** Start of Task input **

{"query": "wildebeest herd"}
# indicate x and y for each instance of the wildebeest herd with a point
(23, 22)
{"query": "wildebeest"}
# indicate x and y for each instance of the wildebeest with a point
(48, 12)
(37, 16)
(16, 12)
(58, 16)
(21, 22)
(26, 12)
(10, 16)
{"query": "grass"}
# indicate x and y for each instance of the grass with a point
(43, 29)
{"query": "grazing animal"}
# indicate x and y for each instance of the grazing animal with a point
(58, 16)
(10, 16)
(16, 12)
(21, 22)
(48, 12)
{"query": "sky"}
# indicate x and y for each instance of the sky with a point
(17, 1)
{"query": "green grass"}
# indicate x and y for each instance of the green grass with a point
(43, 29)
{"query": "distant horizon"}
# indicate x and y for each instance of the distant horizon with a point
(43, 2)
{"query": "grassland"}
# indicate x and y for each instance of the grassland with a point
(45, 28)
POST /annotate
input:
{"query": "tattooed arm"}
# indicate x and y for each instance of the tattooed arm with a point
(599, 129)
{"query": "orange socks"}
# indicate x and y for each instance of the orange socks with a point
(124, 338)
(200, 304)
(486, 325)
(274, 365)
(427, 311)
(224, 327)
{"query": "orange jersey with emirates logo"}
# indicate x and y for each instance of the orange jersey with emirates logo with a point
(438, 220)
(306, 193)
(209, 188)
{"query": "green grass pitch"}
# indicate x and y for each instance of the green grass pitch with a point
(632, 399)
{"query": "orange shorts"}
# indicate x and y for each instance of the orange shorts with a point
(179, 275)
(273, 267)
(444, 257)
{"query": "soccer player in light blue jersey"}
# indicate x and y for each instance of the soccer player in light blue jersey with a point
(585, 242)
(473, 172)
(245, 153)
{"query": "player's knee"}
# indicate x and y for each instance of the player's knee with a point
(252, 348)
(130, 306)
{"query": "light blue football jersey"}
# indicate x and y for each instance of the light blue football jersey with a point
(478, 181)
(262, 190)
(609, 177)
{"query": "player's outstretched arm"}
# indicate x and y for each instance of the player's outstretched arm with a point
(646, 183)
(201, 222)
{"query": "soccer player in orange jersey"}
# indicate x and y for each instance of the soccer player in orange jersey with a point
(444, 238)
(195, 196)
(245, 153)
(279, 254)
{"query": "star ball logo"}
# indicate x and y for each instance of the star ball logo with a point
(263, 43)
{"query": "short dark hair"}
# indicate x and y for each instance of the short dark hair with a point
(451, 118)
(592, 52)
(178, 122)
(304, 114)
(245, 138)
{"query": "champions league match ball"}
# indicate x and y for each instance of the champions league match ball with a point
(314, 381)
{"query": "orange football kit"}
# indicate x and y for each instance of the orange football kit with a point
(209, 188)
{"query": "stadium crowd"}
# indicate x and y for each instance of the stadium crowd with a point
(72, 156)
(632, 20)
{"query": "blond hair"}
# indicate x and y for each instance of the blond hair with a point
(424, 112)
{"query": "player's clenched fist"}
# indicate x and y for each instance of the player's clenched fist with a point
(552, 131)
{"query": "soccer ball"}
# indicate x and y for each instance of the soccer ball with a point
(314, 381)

** End of Task input **

Short problem:
Every line of the data above should be reproduced word for word.

Solution for this task:
{"query": "wildebeest herd"}
# indicate x and y for each instance of the wildebeest herd with a point
(23, 22)
{"query": "wildebeest"}
# indicate x and y for each instance of the wildebeest with a point
(48, 12)
(37, 16)
(16, 12)
(58, 16)
(21, 22)
(26, 12)
(10, 16)
{"query": "grass"}
# indicate x and y for each instance of the grass with a point
(43, 29)
{"query": "grazing animal"}
# indicate x and y for each instance of the grazing animal with a point
(58, 16)
(10, 16)
(16, 12)
(21, 22)
(48, 12)
{"query": "sky"}
# indicate x and y for each instance of the sky with a point
(17, 1)
{"query": "green grass"}
# indicate x and y for each instance of the green grass with a point
(43, 29)
{"query": "distant horizon"}
# indicate x and y for each instance of the distant horizon with a point
(43, 2)
{"query": "grassland"}
# indicate x and y for each instance of the grassland with a point
(45, 28)
POST /annotate
input:
{"query": "tattooed arm"}
# indicate x and y for each instance of the tattooed arm with a point
(599, 129)
{"query": "orange socks"}
# indicate x and y for each instance of the orange socks with a point
(124, 338)
(200, 304)
(486, 325)
(274, 365)
(427, 311)
(224, 327)
{"query": "orange jersey with emirates logo"}
# indicate x and y for each instance of the orange jersey with emirates logo with a point
(438, 220)
(306, 193)
(209, 188)
{"query": "green grass pitch"}
# indicate x and y for each instance of the green grass pitch with a point
(632, 399)
{"query": "orange shorts"}
# indicate x and y for each instance of the orange shorts with a point
(179, 275)
(273, 267)
(444, 257)
{"query": "soccer player in light blue jersey"}
# indicate x and y for each instance of the soccer player in light blue jersey with a point
(585, 242)
(473, 172)
(245, 153)
{"query": "player's knee"}
# indicate x and y for each instance of the player's knee with a point
(252, 348)
(130, 306)
{"query": "light blue football jersey"}
# indicate x and y for each instance of the light blue football jersey with a point
(478, 181)
(262, 190)
(609, 177)
{"query": "player's outstretched arm"}
# indicate x and y for each instance of the player's outstretched arm with a point
(646, 183)
(201, 222)
{"query": "soccer player in orange jersey"}
# indicate x and y for each instance of the soccer player in orange jersey with a point
(444, 238)
(195, 196)
(245, 153)
(279, 254)
{"query": "star ball logo"}
# indicate x and y for each instance of the star ball logo with a point
(263, 43)
{"query": "short dark hair"}
# indicate x and y for each instance of the short dark hair with a point
(451, 118)
(592, 52)
(178, 122)
(304, 114)
(245, 138)
{"query": "champions league match ball"}
# indicate x and y for each instance of the champions league match ball with a point
(314, 381)
{"query": "orange football kit"}
# indicate x and y for each instance of the orange football kit with a point
(209, 188)
{"query": "stadium crowd"}
# indicate x and y for each instance of the stadium crowd with a point
(72, 156)
(632, 20)
{"query": "blond hair"}
# indicate x and y for each instance of the blond hair with a point
(424, 112)
{"query": "player's clenched fist"}
# indicate x and y for each instance of the player's clenched fist with a point
(552, 131)
{"query": "soccer ball"}
# indicate x and y for each instance of the soccer ball with a point
(314, 381)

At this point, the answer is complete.